#### Task description
Exactly the lines from the opening of the data through the line containing "box: [714, 198, 806, 700]" should be reproduced, please, with nothing added.
------------------------
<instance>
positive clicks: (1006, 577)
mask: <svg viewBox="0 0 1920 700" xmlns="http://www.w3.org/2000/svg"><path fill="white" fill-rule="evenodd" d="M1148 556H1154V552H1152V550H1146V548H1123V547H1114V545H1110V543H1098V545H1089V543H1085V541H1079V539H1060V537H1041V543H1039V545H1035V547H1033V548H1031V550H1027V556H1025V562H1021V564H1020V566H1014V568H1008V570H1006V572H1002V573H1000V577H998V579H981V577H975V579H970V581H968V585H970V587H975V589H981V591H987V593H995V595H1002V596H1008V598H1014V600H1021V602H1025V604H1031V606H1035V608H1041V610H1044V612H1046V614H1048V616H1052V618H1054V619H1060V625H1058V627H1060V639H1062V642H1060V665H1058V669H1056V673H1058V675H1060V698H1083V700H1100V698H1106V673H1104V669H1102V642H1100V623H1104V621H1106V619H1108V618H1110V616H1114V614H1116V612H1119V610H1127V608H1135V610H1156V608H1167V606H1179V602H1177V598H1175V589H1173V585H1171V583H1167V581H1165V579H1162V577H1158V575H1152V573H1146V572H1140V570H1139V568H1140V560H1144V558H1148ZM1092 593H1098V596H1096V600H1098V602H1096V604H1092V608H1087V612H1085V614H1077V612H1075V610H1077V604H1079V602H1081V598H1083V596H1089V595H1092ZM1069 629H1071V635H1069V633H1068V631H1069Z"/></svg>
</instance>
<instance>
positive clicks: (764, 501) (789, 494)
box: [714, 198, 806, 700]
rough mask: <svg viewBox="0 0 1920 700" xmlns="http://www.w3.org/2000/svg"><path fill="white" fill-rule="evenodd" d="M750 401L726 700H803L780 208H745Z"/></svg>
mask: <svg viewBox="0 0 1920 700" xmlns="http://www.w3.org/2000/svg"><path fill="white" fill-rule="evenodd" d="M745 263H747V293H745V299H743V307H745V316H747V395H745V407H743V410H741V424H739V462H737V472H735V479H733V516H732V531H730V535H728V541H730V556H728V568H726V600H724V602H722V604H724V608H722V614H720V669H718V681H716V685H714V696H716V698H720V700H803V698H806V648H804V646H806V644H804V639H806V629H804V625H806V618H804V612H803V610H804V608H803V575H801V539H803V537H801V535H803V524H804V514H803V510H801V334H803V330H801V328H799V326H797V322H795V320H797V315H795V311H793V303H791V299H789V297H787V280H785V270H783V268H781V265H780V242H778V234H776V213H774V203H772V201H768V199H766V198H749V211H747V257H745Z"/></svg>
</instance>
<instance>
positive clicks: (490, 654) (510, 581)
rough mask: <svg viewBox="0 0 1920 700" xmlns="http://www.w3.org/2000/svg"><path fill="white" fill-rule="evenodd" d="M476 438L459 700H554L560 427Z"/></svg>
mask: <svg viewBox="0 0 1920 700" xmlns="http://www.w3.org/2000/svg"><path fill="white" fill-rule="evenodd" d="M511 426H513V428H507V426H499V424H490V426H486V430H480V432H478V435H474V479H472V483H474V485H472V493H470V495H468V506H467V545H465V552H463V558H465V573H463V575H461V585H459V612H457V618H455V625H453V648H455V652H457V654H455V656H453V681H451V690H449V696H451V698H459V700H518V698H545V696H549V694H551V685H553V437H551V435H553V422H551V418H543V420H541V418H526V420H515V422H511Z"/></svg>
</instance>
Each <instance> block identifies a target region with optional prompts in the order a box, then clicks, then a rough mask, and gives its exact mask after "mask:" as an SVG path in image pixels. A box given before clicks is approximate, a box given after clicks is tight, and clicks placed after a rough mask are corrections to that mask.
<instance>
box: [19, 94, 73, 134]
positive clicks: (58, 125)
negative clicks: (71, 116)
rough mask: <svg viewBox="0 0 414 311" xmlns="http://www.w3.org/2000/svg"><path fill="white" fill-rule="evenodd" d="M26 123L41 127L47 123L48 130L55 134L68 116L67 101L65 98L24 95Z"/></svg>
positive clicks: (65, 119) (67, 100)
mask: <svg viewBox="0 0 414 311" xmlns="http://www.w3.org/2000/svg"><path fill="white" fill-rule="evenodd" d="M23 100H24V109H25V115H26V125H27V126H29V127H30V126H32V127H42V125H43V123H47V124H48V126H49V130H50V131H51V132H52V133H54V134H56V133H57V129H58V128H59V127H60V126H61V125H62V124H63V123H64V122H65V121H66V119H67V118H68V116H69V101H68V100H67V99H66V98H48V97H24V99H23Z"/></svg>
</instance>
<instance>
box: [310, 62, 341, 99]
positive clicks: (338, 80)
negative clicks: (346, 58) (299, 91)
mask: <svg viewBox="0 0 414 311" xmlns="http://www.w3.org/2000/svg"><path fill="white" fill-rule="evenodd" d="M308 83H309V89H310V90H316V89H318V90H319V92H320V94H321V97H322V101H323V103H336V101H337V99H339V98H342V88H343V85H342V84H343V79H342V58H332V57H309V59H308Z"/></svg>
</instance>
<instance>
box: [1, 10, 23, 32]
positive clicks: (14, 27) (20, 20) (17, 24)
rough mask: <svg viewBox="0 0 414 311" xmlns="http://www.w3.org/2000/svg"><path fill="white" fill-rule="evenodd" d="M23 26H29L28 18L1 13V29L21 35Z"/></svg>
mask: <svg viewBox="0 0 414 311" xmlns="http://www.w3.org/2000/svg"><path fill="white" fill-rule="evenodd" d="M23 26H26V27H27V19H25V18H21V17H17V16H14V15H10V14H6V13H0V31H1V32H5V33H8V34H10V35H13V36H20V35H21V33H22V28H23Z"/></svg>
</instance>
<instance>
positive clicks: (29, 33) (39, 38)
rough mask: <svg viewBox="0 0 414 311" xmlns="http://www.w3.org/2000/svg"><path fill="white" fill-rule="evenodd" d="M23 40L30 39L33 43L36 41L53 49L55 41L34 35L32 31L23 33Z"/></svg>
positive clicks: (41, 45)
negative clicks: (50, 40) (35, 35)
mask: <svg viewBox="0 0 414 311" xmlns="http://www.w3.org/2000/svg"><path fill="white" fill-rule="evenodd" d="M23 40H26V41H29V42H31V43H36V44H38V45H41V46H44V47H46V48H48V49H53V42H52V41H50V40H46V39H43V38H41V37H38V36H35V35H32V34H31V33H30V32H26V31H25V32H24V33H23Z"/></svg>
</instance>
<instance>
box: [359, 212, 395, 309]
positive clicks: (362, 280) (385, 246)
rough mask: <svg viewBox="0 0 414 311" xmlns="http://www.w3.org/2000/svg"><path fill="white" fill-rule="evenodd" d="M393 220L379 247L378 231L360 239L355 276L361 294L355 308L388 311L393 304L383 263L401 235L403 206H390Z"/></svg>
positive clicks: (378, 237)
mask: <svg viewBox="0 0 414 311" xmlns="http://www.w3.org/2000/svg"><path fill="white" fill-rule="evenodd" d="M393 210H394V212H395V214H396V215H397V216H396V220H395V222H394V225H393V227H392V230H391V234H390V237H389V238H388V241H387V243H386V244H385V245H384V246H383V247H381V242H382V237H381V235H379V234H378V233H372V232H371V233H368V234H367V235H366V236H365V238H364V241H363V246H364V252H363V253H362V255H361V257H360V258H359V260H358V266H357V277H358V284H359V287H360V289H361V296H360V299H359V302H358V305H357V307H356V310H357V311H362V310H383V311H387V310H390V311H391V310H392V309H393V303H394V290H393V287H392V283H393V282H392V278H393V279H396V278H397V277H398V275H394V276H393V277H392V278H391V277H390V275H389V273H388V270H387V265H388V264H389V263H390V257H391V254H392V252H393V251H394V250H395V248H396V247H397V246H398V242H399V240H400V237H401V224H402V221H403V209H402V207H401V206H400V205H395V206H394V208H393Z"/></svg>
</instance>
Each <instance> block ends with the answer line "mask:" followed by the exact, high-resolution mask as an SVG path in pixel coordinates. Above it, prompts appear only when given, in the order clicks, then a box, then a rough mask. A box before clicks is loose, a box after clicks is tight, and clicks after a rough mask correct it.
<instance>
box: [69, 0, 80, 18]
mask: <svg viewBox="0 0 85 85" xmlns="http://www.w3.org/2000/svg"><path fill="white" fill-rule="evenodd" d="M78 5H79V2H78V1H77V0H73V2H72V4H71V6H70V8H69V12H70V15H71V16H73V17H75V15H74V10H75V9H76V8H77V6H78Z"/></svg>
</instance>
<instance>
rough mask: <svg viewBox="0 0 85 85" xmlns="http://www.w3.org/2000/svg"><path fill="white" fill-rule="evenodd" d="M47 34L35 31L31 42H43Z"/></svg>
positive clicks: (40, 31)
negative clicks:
------------------------
#### Response to the task
<instance>
positive clicks: (1006, 577)
mask: <svg viewBox="0 0 1920 700" xmlns="http://www.w3.org/2000/svg"><path fill="white" fill-rule="evenodd" d="M1148 556H1154V552H1152V550H1146V548H1123V547H1114V545H1110V543H1098V545H1089V543H1085V541H1079V539H1060V537H1041V543H1039V545H1035V547H1033V548H1031V550H1027V556H1025V562H1021V564H1020V566H1014V568H1008V570H1006V572H1002V573H1000V577H998V579H981V577H975V579H970V581H968V585H970V587H975V589H981V591H987V593H995V595H1002V596H1008V598H1014V600H1021V602H1025V604H1031V606H1035V608H1041V610H1044V612H1046V614H1048V616H1052V618H1054V619H1060V625H1058V627H1060V639H1062V642H1060V665H1058V669H1056V673H1058V675H1060V698H1083V700H1100V698H1106V673H1104V669H1102V642H1100V623H1104V621H1106V619H1108V618H1110V616H1114V614H1116V612H1119V610H1127V608H1135V610H1156V608H1167V606H1179V602H1177V598H1175V589H1173V585H1171V583H1167V581H1165V579H1162V577H1158V575H1152V573H1146V572H1140V570H1139V568H1140V560H1144V558H1148ZM1092 593H1098V596H1096V600H1098V602H1096V604H1092V608H1087V612H1085V614H1077V612H1075V610H1077V604H1079V602H1081V598H1083V596H1089V595H1092ZM1069 629H1071V635H1069V633H1068V631H1069Z"/></svg>
</instance>
<instance>
positive clicks: (764, 501) (789, 494)
box: [714, 198, 806, 700]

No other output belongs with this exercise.